* START MATERIAL SUPPLIED *

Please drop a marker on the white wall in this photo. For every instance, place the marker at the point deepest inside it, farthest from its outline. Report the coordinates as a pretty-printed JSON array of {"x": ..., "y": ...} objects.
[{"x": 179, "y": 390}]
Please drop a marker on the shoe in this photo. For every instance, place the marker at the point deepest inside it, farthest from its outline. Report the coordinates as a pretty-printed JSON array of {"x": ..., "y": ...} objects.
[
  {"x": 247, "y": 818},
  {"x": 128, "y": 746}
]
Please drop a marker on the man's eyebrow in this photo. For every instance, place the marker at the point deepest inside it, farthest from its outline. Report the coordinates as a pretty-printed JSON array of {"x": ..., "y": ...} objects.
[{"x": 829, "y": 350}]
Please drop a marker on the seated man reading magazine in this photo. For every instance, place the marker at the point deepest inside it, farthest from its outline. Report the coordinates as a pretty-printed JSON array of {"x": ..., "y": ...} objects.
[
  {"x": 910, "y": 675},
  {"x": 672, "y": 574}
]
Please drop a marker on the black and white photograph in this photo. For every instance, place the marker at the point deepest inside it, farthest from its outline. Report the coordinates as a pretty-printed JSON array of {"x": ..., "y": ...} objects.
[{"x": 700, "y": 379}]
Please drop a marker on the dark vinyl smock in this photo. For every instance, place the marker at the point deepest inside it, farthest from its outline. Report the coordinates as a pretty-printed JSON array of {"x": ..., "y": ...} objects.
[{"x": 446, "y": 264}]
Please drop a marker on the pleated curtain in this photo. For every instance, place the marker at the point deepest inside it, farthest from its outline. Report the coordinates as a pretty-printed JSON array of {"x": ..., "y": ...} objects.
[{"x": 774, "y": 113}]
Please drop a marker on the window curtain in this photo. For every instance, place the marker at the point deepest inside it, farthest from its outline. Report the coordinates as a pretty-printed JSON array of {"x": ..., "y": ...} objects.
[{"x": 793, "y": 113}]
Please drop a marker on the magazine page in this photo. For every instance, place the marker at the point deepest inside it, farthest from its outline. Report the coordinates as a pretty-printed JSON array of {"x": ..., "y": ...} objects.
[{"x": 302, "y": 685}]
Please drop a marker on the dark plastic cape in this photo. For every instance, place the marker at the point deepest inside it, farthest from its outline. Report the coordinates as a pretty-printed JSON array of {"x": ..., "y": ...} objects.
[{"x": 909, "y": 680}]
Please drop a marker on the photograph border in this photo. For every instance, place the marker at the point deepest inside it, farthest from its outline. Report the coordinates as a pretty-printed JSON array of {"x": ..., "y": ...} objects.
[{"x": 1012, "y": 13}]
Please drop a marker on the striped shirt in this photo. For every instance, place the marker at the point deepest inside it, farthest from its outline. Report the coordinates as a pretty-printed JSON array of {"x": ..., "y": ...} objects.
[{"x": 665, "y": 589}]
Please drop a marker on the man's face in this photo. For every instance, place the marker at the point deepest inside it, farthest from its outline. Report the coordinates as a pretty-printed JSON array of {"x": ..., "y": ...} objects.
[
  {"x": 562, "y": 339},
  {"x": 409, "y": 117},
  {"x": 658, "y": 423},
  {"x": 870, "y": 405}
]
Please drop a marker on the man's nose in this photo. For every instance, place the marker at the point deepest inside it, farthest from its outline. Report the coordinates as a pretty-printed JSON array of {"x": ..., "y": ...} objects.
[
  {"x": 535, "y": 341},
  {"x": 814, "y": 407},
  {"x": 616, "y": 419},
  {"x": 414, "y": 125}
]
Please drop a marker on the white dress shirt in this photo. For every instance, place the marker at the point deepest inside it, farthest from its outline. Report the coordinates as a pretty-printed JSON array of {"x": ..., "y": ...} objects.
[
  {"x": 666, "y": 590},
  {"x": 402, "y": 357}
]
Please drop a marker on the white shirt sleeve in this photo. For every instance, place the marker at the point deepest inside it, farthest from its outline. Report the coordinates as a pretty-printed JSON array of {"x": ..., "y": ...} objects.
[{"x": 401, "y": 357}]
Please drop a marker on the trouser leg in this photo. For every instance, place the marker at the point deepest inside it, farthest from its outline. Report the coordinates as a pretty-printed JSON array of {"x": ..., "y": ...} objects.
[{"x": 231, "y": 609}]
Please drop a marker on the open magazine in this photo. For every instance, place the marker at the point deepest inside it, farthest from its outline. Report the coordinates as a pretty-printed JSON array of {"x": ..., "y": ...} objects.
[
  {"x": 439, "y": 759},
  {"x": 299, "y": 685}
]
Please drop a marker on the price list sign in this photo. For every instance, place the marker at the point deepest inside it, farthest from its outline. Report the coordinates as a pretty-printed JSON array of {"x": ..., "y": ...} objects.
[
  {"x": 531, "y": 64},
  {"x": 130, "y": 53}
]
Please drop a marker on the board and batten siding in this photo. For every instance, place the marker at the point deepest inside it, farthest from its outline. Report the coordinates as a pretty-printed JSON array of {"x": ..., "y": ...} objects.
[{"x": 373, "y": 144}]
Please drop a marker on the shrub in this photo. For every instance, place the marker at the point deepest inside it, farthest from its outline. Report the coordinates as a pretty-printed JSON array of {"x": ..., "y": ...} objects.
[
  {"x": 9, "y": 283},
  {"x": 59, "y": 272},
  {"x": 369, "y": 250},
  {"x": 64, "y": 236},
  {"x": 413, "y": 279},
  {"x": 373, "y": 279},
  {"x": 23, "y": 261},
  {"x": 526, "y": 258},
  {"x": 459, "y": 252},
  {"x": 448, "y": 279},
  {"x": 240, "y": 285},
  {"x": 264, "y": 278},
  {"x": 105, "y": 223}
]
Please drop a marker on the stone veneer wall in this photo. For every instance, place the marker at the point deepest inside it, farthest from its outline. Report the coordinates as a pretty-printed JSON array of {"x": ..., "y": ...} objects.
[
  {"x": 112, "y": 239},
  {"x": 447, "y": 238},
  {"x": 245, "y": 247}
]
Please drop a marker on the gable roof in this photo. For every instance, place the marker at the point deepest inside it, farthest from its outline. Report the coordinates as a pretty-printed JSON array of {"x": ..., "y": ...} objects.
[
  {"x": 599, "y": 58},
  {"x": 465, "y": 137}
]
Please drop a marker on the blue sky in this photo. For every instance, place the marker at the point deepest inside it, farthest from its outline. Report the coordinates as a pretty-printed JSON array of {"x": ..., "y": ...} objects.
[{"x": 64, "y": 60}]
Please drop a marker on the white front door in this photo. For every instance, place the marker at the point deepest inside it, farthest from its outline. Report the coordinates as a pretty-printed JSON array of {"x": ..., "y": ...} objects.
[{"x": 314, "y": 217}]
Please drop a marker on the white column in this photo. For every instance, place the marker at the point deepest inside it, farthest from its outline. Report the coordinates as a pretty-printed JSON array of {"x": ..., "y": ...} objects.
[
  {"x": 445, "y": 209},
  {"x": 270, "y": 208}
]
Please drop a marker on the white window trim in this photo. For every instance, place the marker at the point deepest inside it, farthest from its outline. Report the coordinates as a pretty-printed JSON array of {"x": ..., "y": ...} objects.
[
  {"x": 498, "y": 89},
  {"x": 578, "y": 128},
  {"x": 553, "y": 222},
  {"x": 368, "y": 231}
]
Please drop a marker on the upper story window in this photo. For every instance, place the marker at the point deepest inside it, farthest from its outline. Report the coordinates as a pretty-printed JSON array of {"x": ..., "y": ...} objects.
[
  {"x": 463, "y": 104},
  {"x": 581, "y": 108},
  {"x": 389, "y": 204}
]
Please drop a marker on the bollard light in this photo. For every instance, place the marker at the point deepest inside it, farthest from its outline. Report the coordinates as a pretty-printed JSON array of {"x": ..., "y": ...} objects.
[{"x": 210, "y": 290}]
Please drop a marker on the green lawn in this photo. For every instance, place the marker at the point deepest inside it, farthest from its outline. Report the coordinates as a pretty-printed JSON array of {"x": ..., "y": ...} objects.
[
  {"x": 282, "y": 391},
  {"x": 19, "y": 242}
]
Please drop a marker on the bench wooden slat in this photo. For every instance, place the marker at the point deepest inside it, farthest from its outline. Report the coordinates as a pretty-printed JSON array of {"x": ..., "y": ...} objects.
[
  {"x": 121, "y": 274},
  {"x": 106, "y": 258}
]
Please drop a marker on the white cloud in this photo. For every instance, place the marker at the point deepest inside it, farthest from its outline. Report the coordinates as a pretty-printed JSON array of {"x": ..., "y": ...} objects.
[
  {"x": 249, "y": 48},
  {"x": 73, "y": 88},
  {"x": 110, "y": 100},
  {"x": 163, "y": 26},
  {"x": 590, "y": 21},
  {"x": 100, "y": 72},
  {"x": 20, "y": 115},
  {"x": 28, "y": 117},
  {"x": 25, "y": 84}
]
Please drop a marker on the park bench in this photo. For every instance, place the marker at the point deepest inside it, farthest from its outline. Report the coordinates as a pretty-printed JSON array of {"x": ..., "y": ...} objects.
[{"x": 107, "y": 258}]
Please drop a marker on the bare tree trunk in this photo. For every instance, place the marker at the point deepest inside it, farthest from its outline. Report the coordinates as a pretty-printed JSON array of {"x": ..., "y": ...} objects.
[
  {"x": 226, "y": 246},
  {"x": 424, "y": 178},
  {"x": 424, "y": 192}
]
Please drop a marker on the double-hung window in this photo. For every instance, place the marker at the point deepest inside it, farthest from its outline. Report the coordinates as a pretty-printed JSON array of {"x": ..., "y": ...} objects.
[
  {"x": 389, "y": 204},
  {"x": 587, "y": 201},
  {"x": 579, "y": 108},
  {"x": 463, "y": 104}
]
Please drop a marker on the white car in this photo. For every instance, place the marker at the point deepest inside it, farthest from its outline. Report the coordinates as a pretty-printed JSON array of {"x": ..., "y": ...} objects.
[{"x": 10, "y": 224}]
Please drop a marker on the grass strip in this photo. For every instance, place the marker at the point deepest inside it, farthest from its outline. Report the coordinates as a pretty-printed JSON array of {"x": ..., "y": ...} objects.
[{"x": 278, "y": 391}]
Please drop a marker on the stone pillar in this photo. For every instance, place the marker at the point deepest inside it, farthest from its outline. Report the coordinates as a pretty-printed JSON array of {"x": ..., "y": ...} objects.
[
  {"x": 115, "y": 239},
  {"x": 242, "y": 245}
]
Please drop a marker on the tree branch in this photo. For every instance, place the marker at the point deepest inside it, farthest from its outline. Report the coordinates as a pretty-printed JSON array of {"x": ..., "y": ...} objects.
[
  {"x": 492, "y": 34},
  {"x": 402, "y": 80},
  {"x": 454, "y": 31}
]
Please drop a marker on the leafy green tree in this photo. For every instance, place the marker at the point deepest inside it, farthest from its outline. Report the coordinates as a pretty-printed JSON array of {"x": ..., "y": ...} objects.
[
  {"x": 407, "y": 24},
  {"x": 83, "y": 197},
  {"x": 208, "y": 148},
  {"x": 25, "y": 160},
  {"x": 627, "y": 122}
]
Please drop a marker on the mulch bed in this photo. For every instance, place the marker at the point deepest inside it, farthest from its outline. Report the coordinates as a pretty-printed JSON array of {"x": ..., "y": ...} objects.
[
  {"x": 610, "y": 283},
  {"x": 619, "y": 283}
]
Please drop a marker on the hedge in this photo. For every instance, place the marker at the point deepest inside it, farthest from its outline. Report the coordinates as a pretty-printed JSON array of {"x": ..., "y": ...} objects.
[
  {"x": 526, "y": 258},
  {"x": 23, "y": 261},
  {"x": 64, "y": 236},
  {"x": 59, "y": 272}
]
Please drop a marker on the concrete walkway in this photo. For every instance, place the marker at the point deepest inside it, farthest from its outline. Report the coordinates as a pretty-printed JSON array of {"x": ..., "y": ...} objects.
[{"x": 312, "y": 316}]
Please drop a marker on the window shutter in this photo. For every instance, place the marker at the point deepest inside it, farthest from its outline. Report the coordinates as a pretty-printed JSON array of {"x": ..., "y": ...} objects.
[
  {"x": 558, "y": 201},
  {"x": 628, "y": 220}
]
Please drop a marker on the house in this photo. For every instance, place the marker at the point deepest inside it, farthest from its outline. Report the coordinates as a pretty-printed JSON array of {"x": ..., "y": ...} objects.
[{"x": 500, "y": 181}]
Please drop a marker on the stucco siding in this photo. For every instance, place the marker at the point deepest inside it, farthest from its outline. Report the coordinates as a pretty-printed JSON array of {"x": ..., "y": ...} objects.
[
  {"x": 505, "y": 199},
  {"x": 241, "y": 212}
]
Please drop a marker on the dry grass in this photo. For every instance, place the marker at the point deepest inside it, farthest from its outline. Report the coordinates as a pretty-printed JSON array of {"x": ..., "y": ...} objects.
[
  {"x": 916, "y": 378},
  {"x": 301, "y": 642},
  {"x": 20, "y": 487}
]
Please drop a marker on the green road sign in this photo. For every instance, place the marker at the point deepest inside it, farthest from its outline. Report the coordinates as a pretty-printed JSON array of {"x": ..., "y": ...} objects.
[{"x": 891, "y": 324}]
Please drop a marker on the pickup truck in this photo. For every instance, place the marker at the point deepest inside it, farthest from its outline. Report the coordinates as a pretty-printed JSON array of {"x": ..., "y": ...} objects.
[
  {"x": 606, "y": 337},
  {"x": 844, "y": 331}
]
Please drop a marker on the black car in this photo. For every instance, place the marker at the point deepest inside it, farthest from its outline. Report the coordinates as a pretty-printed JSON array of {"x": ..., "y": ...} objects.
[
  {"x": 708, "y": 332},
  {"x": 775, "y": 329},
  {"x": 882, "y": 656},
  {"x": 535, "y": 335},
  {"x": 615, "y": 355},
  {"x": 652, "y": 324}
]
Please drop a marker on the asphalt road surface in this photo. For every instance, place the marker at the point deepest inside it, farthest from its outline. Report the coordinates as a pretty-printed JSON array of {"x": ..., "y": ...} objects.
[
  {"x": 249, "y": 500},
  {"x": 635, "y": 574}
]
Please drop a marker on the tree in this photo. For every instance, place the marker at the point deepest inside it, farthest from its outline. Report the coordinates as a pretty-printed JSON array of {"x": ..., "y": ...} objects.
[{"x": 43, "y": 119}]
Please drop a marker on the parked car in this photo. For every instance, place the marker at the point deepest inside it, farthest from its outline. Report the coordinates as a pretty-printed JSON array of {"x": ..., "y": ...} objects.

* END MATERIAL SUPPLIED *

REQUIRED TASK: Write the lines out verbatim, from the one with "Please drop a marker on the tree in" through the last line of the entries, and stop there.

SOLUTION FOR THIS PROBLEM:
Please drop a marker on the tree in this photo. For every instance, place the marker at the point deepest inside it, farthest from its outline. Report the coordinates as a pretty-printed JSON array of {"x": ..., "y": ...} objects.
[{"x": 43, "y": 119}]
Please drop a marker on the parked car in this photo. For every instance, place the marker at the point deepest inside it, farthest from its outline. Report the coordinates as a pretty-printed JSON array of {"x": ..., "y": ...} objects.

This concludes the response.